## Problem statement
What follows is a listing to be repeated in full and without alteration.

[Opening Information given section]

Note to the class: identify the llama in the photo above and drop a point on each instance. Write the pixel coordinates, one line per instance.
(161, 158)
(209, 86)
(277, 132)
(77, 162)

[Closing Information given section]

## Problem solution
Note to the class: identify the llama in the photo above and drop a point on each instance. Write the pixel coordinates, one line per instance.
(161, 158)
(209, 86)
(277, 132)
(77, 162)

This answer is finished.